* [EXCERPT PROVIDED]:
+-------+

Emily told me that she met a fella from Heymaker days who has requested we do Please Don’t Drop Your Bombs On Me when he comes to see us at the Coachmakers on Wednesday January 6th. Yeah, oh yeah. Thanks dood. I’ll be pleased to do that song again. Especially now we are graced with the cello. There was a group of soldiers who turned up at the Arts Centre whenever they were on leave – I’m talking 1980s here – who always requested that song and sang along with it knowing the words as well as I did. I was curious about that. It’s anti all that stuff. They said, ‘But it’s about NUCLEAR war, man. No soldier likes nuclear war.’ Fair do.

Meant to tell you a while ago: my friend Liz Almond has another collection of poetry out. She is gentle and wise. Her new collection is called Yelp. Give it a read or four or five. It gets better with rereading like all good poetry does. Yelp is, as is said, available from all good bookshops. Liz was my personal tutor at uni. Read her poetry and you will know how lucky I was to have her as a mentor.

January’s issue of Cheshire Life has given half a page to me and my poem Homage to Cheshire. It rounds off my two years as Poet Laureate for the county. It’s the end of the scheme too. I suppose I could carry on calling myself Cheshire Poet Laureate until such time as the scheme is revived and I am officially replaced. However, enough is enough.

+-------+

* [TASK OBJECTIVE]:
In the excerpt above, what is the name of Liz Almond's new poetry collection?

* [RECORD SET]:
+-------+

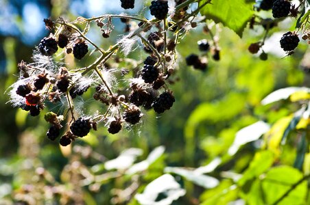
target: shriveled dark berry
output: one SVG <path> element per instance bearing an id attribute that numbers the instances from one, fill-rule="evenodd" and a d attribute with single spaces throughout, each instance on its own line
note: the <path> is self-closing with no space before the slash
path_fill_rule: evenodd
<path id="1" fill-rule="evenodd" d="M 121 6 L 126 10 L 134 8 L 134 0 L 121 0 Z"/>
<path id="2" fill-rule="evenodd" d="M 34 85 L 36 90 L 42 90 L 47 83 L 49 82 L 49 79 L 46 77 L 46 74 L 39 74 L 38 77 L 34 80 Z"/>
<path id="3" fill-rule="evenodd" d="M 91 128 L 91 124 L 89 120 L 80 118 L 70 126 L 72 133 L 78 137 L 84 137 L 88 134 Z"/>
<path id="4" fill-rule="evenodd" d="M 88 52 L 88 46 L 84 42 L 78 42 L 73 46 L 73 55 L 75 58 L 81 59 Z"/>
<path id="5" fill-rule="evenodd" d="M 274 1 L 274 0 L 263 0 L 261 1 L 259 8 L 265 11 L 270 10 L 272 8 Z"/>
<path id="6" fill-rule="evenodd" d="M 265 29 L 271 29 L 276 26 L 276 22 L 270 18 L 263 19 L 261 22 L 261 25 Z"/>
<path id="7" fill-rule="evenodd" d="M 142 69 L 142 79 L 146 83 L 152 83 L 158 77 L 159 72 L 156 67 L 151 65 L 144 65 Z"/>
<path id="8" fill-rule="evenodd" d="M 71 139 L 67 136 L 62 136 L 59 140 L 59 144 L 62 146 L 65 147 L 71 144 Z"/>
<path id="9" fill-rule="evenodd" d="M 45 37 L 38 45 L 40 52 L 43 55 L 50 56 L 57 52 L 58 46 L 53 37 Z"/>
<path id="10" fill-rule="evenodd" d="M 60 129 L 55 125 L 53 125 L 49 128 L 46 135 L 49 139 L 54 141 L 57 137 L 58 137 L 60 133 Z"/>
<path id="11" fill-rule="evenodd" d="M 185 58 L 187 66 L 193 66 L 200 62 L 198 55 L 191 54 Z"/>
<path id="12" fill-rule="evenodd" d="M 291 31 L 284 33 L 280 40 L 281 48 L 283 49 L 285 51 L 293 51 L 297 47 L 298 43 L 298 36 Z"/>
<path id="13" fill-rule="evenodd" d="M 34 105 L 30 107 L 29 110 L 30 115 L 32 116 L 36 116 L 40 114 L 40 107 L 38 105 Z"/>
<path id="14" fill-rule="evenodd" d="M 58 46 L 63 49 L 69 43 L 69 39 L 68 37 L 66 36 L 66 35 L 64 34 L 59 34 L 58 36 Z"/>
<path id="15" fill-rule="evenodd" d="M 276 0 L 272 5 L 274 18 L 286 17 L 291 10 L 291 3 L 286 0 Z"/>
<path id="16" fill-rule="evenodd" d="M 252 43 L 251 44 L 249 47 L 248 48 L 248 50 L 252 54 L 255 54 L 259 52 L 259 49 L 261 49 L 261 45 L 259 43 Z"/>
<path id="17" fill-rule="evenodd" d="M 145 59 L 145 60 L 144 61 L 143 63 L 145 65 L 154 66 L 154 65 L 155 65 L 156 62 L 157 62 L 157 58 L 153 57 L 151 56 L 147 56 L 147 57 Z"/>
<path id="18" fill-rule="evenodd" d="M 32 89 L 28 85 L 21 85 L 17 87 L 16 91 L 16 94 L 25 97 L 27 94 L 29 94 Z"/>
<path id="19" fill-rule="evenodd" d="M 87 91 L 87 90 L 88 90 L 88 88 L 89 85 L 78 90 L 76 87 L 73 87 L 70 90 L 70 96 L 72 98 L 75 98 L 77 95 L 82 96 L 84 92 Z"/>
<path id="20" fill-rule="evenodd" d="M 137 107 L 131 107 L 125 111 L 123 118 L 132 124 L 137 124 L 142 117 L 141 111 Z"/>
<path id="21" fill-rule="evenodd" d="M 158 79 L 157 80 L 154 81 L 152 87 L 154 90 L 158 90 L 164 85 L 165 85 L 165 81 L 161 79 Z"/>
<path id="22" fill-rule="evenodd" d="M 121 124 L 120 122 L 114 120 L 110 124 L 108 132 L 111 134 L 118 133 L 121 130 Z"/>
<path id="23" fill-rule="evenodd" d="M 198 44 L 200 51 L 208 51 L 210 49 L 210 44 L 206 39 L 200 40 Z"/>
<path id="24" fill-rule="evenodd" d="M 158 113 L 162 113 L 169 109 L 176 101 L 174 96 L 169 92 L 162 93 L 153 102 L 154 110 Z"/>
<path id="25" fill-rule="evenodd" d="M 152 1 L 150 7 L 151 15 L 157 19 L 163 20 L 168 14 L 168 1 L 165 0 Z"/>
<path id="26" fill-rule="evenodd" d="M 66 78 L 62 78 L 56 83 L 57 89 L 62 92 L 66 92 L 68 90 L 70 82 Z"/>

+-------+

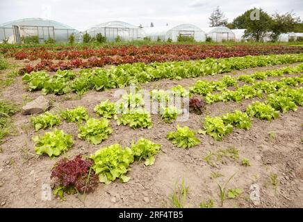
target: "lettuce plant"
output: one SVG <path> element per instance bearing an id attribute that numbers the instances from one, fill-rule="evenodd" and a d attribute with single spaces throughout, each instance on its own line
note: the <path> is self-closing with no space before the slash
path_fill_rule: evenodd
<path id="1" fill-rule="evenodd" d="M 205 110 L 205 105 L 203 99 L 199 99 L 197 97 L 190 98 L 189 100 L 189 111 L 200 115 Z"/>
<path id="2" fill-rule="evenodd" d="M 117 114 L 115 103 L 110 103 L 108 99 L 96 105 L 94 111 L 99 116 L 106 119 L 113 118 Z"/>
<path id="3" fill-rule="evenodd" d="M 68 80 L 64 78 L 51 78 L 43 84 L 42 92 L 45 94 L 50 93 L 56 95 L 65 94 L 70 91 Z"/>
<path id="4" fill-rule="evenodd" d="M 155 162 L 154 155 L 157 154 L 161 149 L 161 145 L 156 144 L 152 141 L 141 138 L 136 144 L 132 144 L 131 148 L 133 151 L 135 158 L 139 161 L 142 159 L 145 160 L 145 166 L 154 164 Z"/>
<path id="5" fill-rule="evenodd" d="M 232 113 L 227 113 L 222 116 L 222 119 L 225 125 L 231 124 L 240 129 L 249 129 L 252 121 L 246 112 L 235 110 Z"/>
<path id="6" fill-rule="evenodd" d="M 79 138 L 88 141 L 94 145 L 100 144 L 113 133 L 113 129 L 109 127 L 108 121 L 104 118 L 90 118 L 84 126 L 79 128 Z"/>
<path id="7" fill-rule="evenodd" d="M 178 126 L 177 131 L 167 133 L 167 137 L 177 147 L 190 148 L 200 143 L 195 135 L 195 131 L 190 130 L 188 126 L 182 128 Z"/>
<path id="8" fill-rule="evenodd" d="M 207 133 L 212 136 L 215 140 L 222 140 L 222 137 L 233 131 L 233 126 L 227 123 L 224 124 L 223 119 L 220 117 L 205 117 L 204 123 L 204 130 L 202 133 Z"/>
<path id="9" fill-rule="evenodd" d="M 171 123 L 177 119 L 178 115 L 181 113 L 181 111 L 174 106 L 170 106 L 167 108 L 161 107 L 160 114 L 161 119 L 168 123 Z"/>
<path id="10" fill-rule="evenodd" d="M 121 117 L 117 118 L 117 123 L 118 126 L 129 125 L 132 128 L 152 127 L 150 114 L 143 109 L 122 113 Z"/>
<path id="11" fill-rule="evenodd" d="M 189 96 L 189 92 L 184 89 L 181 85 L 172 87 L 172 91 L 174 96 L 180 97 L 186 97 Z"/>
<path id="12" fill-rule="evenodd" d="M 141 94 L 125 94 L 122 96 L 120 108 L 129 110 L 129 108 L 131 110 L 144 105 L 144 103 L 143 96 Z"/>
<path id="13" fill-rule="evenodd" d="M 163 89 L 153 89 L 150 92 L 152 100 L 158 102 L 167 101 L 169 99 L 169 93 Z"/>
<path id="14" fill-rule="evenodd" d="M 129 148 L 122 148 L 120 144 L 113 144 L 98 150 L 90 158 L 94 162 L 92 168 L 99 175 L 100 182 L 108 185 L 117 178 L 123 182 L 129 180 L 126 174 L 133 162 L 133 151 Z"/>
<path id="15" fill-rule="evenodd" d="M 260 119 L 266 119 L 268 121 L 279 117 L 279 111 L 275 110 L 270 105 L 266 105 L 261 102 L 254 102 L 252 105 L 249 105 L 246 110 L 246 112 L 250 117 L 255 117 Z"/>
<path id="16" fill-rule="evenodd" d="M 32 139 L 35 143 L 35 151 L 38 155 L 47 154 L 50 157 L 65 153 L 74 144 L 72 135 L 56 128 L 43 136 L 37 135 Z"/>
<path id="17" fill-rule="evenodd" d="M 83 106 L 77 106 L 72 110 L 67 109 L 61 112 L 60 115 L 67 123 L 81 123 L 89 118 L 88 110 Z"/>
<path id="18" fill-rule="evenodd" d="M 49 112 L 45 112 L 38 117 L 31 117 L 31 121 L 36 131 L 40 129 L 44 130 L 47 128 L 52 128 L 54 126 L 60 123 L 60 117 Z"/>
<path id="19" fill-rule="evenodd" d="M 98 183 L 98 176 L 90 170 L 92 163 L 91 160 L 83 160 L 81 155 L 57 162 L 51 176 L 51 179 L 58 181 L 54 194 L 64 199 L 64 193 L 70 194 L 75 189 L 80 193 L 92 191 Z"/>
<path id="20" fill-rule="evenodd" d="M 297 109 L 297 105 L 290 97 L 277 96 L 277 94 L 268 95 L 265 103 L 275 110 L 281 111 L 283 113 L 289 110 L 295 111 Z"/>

+-------+

* [ANSWER TO THIS PROBLEM]:
Yelp